--- Entries supplied Enclosed Below ---

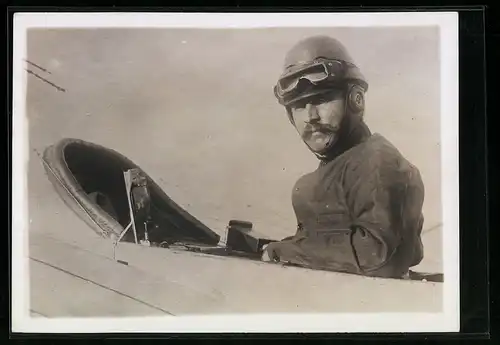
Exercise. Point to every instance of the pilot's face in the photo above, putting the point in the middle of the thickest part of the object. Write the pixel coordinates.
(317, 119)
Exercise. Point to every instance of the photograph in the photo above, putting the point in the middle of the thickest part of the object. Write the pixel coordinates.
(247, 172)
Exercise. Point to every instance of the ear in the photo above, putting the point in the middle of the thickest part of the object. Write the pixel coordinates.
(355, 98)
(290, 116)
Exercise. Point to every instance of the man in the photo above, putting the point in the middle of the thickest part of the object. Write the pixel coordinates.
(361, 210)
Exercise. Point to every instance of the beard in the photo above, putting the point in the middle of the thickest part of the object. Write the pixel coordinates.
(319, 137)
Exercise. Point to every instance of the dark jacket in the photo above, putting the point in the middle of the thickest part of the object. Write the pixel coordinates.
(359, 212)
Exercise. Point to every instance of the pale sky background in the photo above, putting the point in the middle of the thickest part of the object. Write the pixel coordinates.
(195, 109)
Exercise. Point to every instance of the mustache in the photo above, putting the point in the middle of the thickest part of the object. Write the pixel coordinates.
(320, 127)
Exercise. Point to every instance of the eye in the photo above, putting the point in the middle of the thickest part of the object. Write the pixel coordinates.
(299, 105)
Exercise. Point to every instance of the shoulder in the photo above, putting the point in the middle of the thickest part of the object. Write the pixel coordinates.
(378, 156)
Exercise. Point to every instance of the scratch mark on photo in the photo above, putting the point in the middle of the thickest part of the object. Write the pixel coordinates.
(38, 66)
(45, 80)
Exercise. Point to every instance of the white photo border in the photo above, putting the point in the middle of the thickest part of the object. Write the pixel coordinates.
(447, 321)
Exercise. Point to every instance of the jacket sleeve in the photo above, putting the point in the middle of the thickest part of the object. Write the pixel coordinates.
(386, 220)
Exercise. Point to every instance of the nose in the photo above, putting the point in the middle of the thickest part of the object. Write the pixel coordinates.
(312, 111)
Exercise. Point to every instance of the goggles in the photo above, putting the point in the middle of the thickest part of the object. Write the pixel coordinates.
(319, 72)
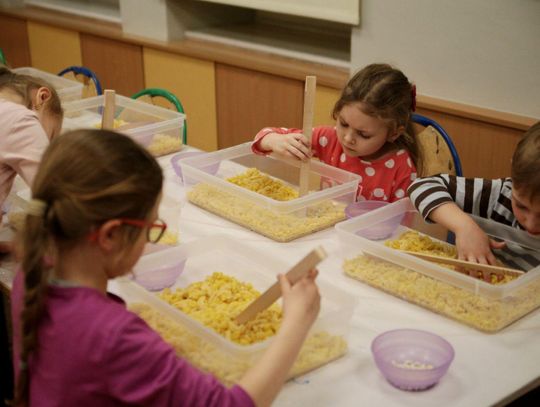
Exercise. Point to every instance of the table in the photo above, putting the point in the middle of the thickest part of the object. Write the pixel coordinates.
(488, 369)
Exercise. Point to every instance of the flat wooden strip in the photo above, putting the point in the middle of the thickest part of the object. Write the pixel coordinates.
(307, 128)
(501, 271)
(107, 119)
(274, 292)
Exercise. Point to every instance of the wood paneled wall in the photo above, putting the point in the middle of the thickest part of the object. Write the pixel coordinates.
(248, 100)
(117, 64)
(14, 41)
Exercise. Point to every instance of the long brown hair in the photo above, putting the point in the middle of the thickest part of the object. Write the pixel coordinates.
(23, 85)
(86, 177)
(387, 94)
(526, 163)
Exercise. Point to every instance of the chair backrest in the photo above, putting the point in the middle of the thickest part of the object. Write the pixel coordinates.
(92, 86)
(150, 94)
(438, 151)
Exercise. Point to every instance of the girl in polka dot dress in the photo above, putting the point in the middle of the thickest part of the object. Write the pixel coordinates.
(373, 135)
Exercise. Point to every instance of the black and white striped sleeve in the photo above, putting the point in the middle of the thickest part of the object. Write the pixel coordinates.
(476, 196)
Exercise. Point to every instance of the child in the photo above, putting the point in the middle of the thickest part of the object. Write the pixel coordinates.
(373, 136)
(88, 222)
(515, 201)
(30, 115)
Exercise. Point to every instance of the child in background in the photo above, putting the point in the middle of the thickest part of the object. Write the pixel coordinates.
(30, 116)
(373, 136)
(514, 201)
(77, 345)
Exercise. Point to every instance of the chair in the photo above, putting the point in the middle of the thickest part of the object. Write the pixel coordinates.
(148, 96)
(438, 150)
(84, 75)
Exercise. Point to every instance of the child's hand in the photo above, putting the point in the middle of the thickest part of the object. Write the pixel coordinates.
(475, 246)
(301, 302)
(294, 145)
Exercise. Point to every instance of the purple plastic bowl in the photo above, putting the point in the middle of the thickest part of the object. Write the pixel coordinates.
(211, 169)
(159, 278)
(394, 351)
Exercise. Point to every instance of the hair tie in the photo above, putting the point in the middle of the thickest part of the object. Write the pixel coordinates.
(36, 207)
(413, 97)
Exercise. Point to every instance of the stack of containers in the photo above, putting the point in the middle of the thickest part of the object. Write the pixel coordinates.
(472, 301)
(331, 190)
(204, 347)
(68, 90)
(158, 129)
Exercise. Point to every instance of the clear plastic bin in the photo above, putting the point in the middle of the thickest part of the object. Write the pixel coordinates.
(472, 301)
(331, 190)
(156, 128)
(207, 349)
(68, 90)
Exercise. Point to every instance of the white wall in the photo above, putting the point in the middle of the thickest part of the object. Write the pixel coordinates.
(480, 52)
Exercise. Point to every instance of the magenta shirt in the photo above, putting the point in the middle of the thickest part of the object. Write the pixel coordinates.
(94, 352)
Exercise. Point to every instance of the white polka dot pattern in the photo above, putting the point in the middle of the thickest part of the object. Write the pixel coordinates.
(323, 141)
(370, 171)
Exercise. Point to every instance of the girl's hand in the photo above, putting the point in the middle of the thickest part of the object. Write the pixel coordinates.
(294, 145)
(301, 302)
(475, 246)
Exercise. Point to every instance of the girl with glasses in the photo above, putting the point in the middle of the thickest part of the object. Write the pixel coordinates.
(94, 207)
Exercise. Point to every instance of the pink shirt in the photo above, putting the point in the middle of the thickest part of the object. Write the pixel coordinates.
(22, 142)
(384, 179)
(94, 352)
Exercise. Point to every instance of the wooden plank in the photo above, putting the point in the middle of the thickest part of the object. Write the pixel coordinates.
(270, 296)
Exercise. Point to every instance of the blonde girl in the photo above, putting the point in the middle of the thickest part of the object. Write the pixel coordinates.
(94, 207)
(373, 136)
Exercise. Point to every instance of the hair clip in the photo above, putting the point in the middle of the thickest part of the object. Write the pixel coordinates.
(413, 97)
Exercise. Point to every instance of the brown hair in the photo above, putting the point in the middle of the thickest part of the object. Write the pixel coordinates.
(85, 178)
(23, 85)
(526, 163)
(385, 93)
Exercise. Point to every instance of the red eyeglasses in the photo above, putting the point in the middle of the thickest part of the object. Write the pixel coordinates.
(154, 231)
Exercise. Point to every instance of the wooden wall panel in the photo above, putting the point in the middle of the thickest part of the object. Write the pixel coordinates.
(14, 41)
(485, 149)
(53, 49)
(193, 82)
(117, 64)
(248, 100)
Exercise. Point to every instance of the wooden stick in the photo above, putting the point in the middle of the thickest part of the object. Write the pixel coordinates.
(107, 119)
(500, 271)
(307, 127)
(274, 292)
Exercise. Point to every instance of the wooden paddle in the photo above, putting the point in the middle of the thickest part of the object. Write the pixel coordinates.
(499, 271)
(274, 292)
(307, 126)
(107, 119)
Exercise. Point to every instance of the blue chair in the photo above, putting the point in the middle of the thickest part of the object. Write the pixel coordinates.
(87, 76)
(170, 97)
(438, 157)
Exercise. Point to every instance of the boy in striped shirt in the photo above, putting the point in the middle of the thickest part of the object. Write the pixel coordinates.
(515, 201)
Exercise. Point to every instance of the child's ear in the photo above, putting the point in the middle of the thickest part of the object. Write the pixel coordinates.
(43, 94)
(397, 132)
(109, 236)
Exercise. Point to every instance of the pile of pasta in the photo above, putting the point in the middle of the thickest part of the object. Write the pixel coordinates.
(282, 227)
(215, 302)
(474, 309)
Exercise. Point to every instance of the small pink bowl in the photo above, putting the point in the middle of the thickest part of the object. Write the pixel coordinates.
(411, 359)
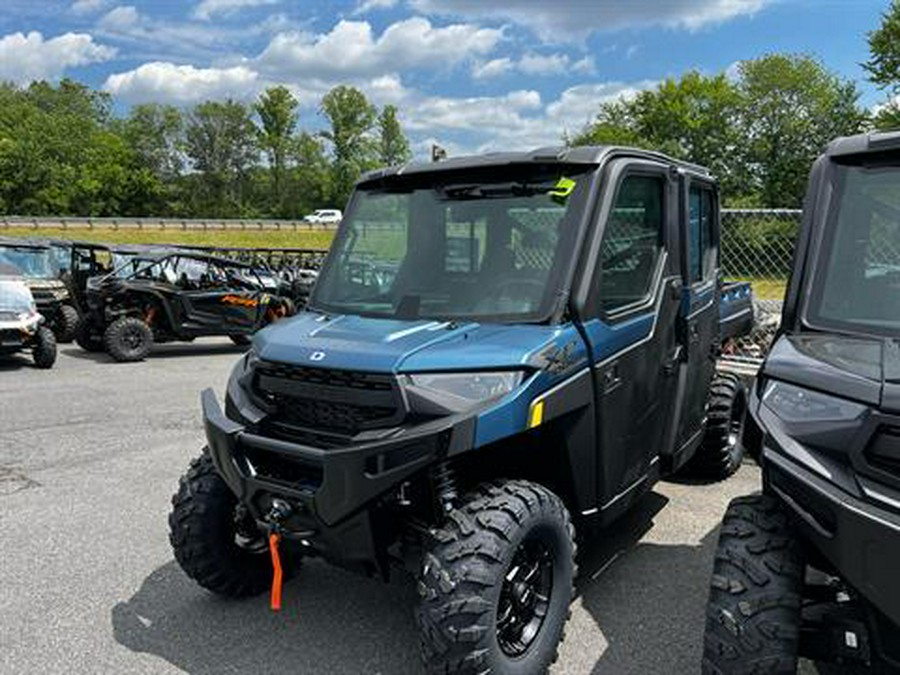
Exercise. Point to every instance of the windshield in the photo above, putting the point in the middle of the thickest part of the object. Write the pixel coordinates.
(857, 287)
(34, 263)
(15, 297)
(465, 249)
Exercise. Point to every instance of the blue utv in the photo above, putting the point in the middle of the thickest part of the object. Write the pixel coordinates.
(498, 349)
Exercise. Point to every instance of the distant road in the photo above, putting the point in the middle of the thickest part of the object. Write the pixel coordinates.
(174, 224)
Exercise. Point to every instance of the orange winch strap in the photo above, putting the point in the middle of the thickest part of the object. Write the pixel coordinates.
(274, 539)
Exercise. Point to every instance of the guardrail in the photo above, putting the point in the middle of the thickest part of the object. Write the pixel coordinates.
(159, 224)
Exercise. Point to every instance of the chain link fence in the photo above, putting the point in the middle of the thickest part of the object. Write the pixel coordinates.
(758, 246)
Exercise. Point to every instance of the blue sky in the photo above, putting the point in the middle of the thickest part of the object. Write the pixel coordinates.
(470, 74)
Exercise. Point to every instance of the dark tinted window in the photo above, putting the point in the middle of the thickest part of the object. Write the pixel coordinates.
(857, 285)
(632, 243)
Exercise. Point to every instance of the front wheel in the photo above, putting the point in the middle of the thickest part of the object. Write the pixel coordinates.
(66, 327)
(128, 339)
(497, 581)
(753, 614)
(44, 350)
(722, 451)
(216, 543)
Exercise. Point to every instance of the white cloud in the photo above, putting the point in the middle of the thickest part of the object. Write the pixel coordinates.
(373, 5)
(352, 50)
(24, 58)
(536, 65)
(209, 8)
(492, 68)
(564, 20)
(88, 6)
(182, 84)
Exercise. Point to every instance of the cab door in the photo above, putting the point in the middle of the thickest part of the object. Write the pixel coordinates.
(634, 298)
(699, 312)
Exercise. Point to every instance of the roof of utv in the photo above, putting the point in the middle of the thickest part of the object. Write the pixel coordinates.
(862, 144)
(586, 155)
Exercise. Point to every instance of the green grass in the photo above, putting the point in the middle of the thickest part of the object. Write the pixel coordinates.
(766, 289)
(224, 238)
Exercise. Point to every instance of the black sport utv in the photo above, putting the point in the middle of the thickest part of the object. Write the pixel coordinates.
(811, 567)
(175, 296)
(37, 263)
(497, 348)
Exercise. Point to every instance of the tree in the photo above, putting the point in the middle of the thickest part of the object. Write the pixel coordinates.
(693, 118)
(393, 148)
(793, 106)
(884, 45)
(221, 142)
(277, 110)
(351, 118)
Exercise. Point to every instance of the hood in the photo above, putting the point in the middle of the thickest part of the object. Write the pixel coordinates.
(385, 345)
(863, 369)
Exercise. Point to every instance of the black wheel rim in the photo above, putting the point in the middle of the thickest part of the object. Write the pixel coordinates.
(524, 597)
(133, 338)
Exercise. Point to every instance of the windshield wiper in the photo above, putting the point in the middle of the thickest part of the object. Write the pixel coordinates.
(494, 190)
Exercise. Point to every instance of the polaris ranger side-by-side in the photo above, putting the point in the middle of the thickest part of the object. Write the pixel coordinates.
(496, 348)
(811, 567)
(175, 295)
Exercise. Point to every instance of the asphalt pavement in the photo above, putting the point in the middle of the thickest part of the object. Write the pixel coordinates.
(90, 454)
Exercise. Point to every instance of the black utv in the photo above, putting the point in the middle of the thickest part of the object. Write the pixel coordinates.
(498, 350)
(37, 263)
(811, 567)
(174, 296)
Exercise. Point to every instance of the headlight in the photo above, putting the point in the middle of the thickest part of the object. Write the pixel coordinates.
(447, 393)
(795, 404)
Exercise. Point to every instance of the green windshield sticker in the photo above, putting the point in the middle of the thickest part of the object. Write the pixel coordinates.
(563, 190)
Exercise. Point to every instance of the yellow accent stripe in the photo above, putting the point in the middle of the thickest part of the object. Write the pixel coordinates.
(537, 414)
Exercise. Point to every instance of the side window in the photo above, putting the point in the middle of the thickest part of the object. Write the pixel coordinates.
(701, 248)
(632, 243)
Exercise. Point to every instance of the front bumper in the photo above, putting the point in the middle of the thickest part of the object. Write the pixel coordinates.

--- End of Enclosed Entries supplied ---

Try it — Please reproduce the listing word for word, but only from the line that contains "Exercise. Point to every instance of the side" to its last line, inclusive.

Written answer —
Exercise. Point to every instance of the side window in the photo above, putting the point in the middle of the thickest part of the object. Write the pixel coordinates.
(701, 248)
(632, 243)
Exercise. Point to every instance of the front bumper in the photo above, putting the point in the middle of the thickest part of the object. Write the pixel coordinates.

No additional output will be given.